In the material below, repeat only the lines from the one that holds "Note to the class: find the door" through the final line, exactly as they stand.

-- start Source material --

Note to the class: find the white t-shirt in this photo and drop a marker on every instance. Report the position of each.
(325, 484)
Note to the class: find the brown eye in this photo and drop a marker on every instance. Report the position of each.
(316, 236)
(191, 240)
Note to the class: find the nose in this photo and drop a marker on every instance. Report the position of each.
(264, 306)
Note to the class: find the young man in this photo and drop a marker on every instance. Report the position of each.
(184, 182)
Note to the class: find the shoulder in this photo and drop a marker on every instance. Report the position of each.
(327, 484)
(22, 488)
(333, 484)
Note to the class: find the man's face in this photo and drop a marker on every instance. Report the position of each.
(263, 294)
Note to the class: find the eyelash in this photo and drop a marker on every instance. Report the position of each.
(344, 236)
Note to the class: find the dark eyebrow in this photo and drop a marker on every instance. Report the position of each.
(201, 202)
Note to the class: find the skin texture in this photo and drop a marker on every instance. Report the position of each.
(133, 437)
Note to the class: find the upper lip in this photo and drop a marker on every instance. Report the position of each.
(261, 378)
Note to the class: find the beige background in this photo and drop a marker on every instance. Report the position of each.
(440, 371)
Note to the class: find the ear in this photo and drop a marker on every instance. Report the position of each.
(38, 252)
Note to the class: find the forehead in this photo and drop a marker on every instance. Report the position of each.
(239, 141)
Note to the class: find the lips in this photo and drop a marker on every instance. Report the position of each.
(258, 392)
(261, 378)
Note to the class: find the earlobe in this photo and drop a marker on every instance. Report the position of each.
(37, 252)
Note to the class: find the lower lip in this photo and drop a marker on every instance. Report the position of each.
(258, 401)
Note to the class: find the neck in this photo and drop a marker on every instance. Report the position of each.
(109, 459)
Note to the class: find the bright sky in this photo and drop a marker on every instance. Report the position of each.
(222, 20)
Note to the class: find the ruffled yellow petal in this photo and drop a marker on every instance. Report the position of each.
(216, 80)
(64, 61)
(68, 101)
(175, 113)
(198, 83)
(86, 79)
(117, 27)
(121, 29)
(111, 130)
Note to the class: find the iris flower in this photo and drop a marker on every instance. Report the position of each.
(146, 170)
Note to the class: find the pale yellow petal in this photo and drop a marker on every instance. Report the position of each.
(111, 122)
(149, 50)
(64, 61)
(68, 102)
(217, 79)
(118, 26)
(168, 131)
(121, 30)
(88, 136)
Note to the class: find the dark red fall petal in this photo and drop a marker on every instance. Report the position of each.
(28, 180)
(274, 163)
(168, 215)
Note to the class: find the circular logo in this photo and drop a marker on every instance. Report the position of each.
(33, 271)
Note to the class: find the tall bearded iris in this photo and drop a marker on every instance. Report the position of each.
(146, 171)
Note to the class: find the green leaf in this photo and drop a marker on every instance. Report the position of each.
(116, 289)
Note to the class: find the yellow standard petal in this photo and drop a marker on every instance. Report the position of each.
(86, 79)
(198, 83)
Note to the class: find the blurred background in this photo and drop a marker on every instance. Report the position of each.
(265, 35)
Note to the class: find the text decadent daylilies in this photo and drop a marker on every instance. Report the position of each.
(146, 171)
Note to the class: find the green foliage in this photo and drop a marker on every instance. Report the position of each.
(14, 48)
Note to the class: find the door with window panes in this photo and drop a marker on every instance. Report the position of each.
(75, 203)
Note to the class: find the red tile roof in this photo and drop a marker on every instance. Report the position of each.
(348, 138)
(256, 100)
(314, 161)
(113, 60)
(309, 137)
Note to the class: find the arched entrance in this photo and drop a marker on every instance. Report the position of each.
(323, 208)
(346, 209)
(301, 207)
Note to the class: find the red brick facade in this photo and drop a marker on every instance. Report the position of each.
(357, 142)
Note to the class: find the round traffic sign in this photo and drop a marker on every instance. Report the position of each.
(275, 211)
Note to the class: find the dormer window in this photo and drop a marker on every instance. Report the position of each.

-- end Source material --

> Result of the exercise
Note to the class: find the door with window panes in this photo and drop a marker on every instance. Report the position of each.
(75, 203)
Note to the class: find the red tile roof in this photo and drop a marker on every instance. Report the position of each.
(348, 138)
(256, 100)
(314, 161)
(113, 60)
(309, 137)
Note to the class: find the arched entrance in this photo and drop a marker on every instance. Report the position of each.
(323, 208)
(346, 209)
(301, 207)
Note to the class: find the red brick facade in this photo and drop a marker on every instance. Report the position of each.
(357, 142)
Note to the class: find the round traffic sign in this photo and drop a marker on every instance. Report the position of each.
(275, 211)
Note to the class: find the dormer window in this photo and drop a marker on every instance. Report the position of each.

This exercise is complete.